_Source extract_.
--- --- ---
Sometimes it’s the little things that can make or break a day.
And as a fellow spoonie, I have picked up some little habits that help to improve or prevent an especially bad day. I’ve picked these tricks up over the years and now I tend to do them without a second thought.
- If you can; change your pajamas when you get up. Even though you are no doubt going to ride your day out in bed, there is nothing more cathartic than a fresh set of pajamas to slide into. Mentally, I can’t tell you how much this simple trick helps me. After I’ve spent the night tossing and turning or sweating for no good reason the last thing I want is to wake up and spend my day in something I had a bad night in. Just like when you get home from a bad day at work and the first thing you want is to rip off those uncomfortable clothes.
- Make things you reach for often accessible all around your home. For me, that means leaving bottles of water around with Tylenol, nausea medications and chargers. That walk to the other room just to get something you forgot can be a daunting task. Your home should be catered to you, it will help to know that supplies are within an arms reach.
- If you feel like you’re getting particularly stuck in a repetitive thought do something to break the cycle. A task as simple as watching a dumb video online can bring you out of that funk. For me, it involves watching youtube vloggers. There is something about watching someone else’s day that can really get you thinking differently.
- Instagram, Twitter, and Facebook can really mess you up if you fall down the wrong hole. It’s so easy to go from watching funny animal videos to the sad ones and then to something someone said that makes you upset. Do something to remind yourself that even though you’re stuck in a bad situation you have something to look forward to. Look through your calendar, make a to-do list, read something that is inspiring to you, face-time someone who makes you laugh. Before you know it, you’ve spent a few hours without social media and it can give you a sense of usefulness.
- Provided you do not have a blinding headache or a migraine open your curtains. Letting some light in can boost your mood, change the course of your day and make your home feel less like a prison. Around the time that I finish my first cup of coffee in the morning, I open the blinds and make my bed (even if I plan on getting back in it). Compared to days spent in darkness, the days with sunlight are exponentially better for me.
It is so easy to get into a funk when you are working less, sleeping more, in constant pain, etc. I’ve found that doing these things can help me feel a little more normal from day to day.
I realize that these things seem small in the grand scheme of living with a chronic illness. But even the smallest change in a day can set a better mood and make you more comfortable.
--- --- ---
_Information given_.

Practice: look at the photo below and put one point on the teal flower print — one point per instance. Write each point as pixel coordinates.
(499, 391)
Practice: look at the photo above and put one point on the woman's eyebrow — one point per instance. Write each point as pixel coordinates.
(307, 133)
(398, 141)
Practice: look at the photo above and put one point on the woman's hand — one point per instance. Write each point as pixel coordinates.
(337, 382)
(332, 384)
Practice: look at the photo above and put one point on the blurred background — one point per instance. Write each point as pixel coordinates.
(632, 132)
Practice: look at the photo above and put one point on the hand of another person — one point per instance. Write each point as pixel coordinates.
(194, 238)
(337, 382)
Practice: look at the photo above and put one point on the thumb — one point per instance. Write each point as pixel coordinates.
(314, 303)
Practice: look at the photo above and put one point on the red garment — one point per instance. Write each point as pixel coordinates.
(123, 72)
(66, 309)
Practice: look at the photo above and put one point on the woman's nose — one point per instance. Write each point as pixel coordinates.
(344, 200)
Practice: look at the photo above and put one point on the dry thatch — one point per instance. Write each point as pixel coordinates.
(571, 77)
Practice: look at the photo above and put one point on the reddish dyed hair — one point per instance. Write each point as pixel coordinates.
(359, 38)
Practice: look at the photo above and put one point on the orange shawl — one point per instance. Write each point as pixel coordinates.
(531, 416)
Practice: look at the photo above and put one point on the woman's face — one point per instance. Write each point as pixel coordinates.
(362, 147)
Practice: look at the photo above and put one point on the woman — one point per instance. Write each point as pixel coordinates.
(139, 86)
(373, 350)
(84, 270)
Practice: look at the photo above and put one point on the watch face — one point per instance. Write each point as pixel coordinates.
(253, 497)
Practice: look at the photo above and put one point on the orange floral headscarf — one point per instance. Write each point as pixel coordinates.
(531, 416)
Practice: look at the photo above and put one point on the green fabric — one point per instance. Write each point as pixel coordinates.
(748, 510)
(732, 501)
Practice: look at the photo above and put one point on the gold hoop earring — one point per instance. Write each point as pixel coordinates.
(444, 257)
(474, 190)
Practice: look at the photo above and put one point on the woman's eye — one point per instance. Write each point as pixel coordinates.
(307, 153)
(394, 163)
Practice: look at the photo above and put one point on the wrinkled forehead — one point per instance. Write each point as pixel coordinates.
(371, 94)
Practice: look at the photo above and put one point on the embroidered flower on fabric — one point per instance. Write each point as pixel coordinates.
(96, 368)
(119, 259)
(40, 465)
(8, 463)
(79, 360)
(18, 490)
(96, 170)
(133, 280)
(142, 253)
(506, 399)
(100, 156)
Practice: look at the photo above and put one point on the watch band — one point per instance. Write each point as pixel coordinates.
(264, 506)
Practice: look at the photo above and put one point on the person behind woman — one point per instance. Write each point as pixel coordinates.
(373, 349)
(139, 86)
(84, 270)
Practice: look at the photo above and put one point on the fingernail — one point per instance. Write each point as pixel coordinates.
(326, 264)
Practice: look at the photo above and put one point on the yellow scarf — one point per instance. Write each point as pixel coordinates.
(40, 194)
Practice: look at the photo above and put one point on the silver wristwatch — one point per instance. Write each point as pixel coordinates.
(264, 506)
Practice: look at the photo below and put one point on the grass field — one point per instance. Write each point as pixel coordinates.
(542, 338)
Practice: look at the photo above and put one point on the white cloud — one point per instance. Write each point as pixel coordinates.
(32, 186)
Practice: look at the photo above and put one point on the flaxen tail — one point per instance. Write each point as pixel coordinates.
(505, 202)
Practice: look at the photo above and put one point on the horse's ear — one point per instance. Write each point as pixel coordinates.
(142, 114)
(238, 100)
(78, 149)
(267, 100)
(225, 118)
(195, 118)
--- --- ---
_Study questions_.
A) In the piece on chronic illness habits, why does the writer recommend keeping often-used items such as water and medications in several places around the home?
B) Answer these questions from the piece on chronic illness habits:
(i) What does the writer watch to break out of a repetitive thought?
(ii) Besides bottles of water, what items does the writer leave around the home?
(iii) At what point in the morning does the writer open the blinds?
C) Copy the piece on chronic illness habits word for word, starting with "- Provided you" and going on through "you more comfortable.".

_Task answers_.
A) Walking to another room to fetch something forgotten can be a daunting task. Keeping supplies within arm's reach makes the home suited to the person living there.

B)
(i) YouTube vloggers.
(ii) Tylenol, nausea medications and chargers.
(iii) Around the time the writer finishes the first cup of coffee.

C)
- Provided you do not have a blinding headache or a migraine open your curtains. Letting some light in can boost your mood, change the course of your day and make your home feel less like a prison. Around the time that I finish my first cup of coffee in the morning, I open the blinds and make my bed (even if I plan on getting back in it). Compared to days spent in darkness, the days with sunlight are exponentially better for me.
It is so easy to get into a funk when you are working less, sleeping more, in constant pain, etc. I’ve found that doing these things can help me feel a little more normal from day to day.
I realize that these things seem small in the grand scheme of living with a chronic illness. But even the smallest change in a day can set a better mood and make you more comfortable.